**GOAL OF THE EXERCISE:**
List every calendar year that appears in the passage on Lucy Sichone, each given once.

**SOURCE PASSAGE:**
====
Additionally, because she belonged to a patrilineal society her children belonged to her husband's side of the family. However, due to her legal knowledge and experience, she managed to win custody of her four children. Ten years after the death of her first husband, Sichone married her second husband.

== Social activism ==
Lucy Sichone represented many clients covering a wide range of issues including government land disputes and personal issues similar to those she had experienced as a widow. In 1993, she formed The Zambia Civic Education Association (ZCEA), a non-profit human rights organisation meant to empower Zambian citizens in coping with civic rights and responsibilities. ZCEA was established to promote the development of democratic process in Zambia as well as promote justice through increasing awareness among all citizens about their duties and responsibilities under the Constitution. Sichone believed that it is the execution of duties and responsibilities that bestow rights, privileges and equality for all before the law.

Sichone decided to go into politics. When many supported the Movement for Multi-Party Democracy (MMD), the party that had just won the momentous 1991 elections that removed Kenneth Kaunda from power, Sichone decided to join the United National Independence Party (UNIP). UNIP, having ruled Zambia for 27 years and lost the 1991 elections, was in decline. However, she when left the party in 1994, she started to experience problems with fellow members of the central committee.

In 1993 she began contributing to the independent daily newspaper The Post. As her columns challenged the MMD government and its manipulation of constitutional provisions, two memorable events happened which thrust her into the limelight and confirmed her position. In February 1996, Sichone wrote an article titled “Miyanda has forgotten about need for justice”. Godfrey Miyanda was then Vice President and leader of government business in parliament. An order to arrest Sichone along with the newspaper's managing editor and chief editor was issued. Sichone and two of her colleagues, managing editor and chief editor of the paper, were forced into hiding to avoid imprisonment on charges of contempt of Parliament after the Zambian National Assembly. After the order, there was a lot of international pressure from human rights groups, journalists and legal groups to absolve her because she had a three-month-old baby at that time.
====
**ENTRIES SUPPLIED:**
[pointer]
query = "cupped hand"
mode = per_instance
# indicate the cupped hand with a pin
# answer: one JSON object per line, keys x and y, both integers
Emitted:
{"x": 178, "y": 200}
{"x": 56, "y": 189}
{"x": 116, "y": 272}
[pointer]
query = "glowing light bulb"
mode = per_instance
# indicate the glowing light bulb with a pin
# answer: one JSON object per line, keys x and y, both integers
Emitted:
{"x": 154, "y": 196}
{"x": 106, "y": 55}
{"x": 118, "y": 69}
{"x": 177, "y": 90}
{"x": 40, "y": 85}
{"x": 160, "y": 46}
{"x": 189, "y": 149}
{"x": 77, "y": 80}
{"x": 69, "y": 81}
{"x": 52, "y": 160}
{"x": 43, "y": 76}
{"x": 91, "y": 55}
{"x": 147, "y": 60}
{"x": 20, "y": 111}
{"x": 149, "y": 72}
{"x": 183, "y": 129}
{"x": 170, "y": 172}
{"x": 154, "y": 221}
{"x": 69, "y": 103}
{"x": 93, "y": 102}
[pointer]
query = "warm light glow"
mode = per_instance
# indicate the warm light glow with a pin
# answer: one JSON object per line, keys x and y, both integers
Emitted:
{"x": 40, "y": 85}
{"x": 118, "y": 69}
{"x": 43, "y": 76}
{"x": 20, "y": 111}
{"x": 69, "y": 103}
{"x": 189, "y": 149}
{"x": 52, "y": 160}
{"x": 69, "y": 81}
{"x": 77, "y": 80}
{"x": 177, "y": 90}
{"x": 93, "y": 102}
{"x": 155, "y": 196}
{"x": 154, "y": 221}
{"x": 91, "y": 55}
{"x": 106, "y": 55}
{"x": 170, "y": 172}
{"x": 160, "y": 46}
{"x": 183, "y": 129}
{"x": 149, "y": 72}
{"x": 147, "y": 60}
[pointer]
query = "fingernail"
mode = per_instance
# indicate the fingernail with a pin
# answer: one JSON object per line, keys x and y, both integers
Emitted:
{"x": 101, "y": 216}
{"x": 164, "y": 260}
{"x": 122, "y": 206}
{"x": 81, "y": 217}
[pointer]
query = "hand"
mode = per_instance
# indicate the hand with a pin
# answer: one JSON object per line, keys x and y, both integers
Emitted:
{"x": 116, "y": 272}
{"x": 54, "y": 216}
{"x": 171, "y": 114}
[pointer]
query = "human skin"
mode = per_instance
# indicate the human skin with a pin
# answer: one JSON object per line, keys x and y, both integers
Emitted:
====
**SOLUTION TO THIS TASK:**
1991, 1993, 1994, 1996